> **DIRECTIONS**
What is needed here is an exact transcription of all the entries.

> **SOURCE INFORMATION**
◇ ◇ ◇

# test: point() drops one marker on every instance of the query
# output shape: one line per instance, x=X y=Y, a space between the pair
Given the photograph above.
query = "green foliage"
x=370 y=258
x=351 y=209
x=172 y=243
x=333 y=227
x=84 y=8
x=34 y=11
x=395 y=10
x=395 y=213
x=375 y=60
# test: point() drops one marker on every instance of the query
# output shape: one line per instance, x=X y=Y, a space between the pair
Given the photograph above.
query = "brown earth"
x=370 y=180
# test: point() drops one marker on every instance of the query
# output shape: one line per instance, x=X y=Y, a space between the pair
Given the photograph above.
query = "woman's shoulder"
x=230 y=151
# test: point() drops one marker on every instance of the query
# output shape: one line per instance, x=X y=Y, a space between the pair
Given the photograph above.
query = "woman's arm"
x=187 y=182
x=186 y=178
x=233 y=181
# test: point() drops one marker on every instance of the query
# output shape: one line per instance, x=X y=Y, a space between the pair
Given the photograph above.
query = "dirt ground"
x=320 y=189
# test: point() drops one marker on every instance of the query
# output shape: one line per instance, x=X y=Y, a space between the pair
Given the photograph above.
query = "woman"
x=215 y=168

◇ ◇ ◇

> **OUTPUT OF THE TASK**
# test: point() drops one marker on every instance of the query
# output shape: one line per instance, x=X y=Y, a space between the pair
Given the photograph above.
query = "green foliage"
x=370 y=258
x=351 y=209
x=172 y=243
x=333 y=227
x=84 y=8
x=34 y=11
x=395 y=10
x=395 y=213
x=375 y=60
# test: point() drops one marker on every instance of the query
# output shape: one line per instance, x=X y=Y, a space between the pair
Given the photograph above.
query = "brown earth"
x=370 y=180
# test: point() drops one marker on every instance of the query
# output shape: one line per instance, x=X y=Y, a space between the pair
Given the photograph above.
query = "woman's shoulder"
x=230 y=151
# test: point() drops one marker on every instance of the query
# output shape: one line per instance, x=X y=Y, a space between the pair
Given the photograph above.
query = "woman's arm"
x=187 y=182
x=186 y=178
x=233 y=181
# test: point() drops one marker on every instance of the query
# output shape: one line per instance, x=X y=Y, a space between the pair
Given the photograph above.
query = "dirt ground"
x=320 y=189
# test: point() drops one marker on every instance of the query
# output shape: one line per instance, x=X y=Y, a space between the pair
Given the photograph above.
query = "woman"
x=215 y=168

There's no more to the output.